(Dataset excerpt)
-- Start --

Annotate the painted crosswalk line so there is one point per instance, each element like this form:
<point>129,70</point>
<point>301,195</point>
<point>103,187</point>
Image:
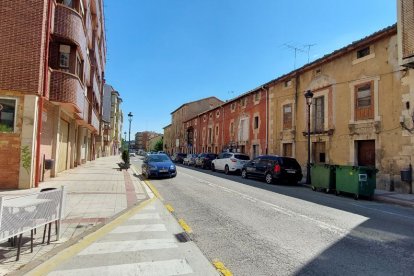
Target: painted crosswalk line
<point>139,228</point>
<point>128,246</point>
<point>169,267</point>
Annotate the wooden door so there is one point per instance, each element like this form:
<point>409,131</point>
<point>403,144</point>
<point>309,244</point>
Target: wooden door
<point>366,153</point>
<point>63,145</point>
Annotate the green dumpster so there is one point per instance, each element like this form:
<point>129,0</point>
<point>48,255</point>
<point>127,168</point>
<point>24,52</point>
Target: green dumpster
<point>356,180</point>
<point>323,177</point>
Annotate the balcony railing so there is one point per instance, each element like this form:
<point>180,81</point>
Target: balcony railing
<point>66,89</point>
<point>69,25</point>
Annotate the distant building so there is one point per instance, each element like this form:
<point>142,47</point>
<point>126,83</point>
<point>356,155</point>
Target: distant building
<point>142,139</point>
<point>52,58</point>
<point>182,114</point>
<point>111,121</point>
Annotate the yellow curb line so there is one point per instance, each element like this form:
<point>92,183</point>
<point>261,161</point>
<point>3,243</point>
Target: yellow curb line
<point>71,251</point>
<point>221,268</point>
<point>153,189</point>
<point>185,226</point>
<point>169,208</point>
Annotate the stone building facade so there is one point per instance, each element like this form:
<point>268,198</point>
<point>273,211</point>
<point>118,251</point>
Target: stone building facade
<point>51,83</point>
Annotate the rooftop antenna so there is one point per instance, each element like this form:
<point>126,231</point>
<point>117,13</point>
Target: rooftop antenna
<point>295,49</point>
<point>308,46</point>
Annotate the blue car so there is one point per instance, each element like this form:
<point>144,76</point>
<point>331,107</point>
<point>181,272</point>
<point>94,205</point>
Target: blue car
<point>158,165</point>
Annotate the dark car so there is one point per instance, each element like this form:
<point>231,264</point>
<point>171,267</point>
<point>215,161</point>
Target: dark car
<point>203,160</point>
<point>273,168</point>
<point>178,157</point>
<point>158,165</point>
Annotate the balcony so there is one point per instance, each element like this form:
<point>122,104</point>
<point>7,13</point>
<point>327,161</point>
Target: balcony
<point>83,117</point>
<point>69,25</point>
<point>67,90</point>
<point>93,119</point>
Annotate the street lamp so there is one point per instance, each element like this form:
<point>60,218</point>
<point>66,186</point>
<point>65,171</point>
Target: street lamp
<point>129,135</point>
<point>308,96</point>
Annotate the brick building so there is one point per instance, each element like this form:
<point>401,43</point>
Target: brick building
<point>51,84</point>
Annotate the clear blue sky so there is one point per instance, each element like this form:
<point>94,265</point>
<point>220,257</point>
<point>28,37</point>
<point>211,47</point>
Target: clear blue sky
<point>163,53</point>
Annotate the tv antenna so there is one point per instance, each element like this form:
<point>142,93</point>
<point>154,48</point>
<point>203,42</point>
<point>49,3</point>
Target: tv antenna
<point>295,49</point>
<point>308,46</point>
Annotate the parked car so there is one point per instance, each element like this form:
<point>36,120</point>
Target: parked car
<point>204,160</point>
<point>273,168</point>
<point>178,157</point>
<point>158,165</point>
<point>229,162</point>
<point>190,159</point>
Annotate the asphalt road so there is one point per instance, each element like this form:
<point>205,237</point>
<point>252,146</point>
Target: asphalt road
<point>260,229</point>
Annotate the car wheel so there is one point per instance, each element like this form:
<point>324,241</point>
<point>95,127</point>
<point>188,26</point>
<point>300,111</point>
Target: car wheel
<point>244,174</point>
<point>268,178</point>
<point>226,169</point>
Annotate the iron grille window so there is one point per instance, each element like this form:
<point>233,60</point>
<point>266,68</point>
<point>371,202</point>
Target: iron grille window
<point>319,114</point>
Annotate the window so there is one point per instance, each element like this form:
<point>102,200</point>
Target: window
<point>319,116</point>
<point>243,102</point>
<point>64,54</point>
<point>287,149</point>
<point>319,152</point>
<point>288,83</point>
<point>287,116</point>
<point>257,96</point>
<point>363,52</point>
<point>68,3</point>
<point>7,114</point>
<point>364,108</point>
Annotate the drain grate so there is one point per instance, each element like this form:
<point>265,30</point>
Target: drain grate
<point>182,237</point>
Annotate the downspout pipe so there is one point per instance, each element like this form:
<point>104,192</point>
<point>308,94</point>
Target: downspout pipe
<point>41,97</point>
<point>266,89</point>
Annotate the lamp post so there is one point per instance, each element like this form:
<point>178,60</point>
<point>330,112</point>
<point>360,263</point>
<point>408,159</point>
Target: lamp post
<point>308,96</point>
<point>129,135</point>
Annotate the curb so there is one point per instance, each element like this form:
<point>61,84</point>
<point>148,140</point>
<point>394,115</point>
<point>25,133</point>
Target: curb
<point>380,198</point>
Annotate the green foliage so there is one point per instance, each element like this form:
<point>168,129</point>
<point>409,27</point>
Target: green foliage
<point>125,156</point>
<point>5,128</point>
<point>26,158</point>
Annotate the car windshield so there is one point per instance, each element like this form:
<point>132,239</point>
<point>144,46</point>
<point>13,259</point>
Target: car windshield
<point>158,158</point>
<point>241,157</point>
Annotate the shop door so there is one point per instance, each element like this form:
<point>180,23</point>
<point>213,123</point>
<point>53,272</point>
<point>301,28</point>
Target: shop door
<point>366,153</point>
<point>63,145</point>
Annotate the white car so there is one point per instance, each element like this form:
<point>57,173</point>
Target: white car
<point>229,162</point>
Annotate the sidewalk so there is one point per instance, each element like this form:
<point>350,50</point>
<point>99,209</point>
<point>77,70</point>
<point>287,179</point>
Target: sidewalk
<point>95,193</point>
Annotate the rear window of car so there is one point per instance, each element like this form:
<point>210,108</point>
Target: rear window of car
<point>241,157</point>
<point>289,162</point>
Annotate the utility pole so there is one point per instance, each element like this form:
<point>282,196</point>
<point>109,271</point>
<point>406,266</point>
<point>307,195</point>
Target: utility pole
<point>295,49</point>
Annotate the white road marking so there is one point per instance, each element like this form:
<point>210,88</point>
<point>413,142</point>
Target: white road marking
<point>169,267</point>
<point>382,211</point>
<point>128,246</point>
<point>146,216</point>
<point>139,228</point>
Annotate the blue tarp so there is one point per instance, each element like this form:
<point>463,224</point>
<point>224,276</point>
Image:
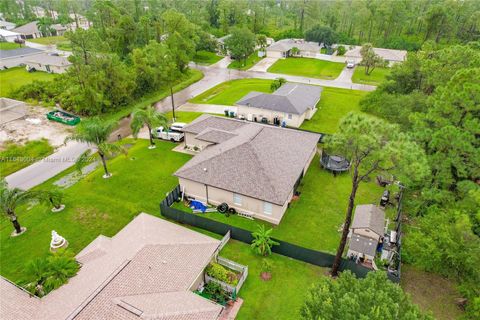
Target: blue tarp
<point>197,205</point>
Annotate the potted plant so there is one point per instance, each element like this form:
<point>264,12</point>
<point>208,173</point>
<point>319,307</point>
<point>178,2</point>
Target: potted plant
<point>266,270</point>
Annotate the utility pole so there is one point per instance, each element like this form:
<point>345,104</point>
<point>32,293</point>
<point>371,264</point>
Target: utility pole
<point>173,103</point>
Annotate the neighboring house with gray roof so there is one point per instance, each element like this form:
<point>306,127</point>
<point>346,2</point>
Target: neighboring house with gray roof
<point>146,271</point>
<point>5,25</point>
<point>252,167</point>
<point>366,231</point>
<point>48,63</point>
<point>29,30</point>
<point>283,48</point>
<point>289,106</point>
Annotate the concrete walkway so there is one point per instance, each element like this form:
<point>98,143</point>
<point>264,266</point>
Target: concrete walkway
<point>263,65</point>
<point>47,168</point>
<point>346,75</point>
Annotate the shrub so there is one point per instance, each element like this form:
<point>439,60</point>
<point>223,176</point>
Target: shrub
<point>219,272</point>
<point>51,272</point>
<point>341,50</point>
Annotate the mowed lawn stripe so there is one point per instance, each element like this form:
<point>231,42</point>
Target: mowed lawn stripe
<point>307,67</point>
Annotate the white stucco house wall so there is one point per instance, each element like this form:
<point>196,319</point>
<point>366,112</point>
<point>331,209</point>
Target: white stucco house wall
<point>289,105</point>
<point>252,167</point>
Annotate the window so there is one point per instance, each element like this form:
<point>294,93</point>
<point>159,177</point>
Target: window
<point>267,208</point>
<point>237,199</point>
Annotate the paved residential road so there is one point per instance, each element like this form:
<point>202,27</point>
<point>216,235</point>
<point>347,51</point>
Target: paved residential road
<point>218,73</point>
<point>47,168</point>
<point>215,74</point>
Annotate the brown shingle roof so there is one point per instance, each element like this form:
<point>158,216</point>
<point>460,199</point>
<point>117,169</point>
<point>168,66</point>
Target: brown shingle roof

-- End --

WHAT IS ASKED:
Convert everything above from the line containing "Annotate the sidewalk" down to the line containing "<point>95,193</point>" into a Markdown table with the columns Row and Line, skipping blank lines.

SOLUTION TO THIS EXERCISE:
| Row | Line |
|---|---|
| 1 | Annotate the sidewalk so there is one point per instance, each element like this form: |
| 2 | <point>350,50</point> |
| 3 | <point>99,209</point> |
| 4 | <point>77,70</point> |
| 5 | <point>287,179</point> |
| 6 | Target: sidewalk |
| 7 | <point>95,193</point> |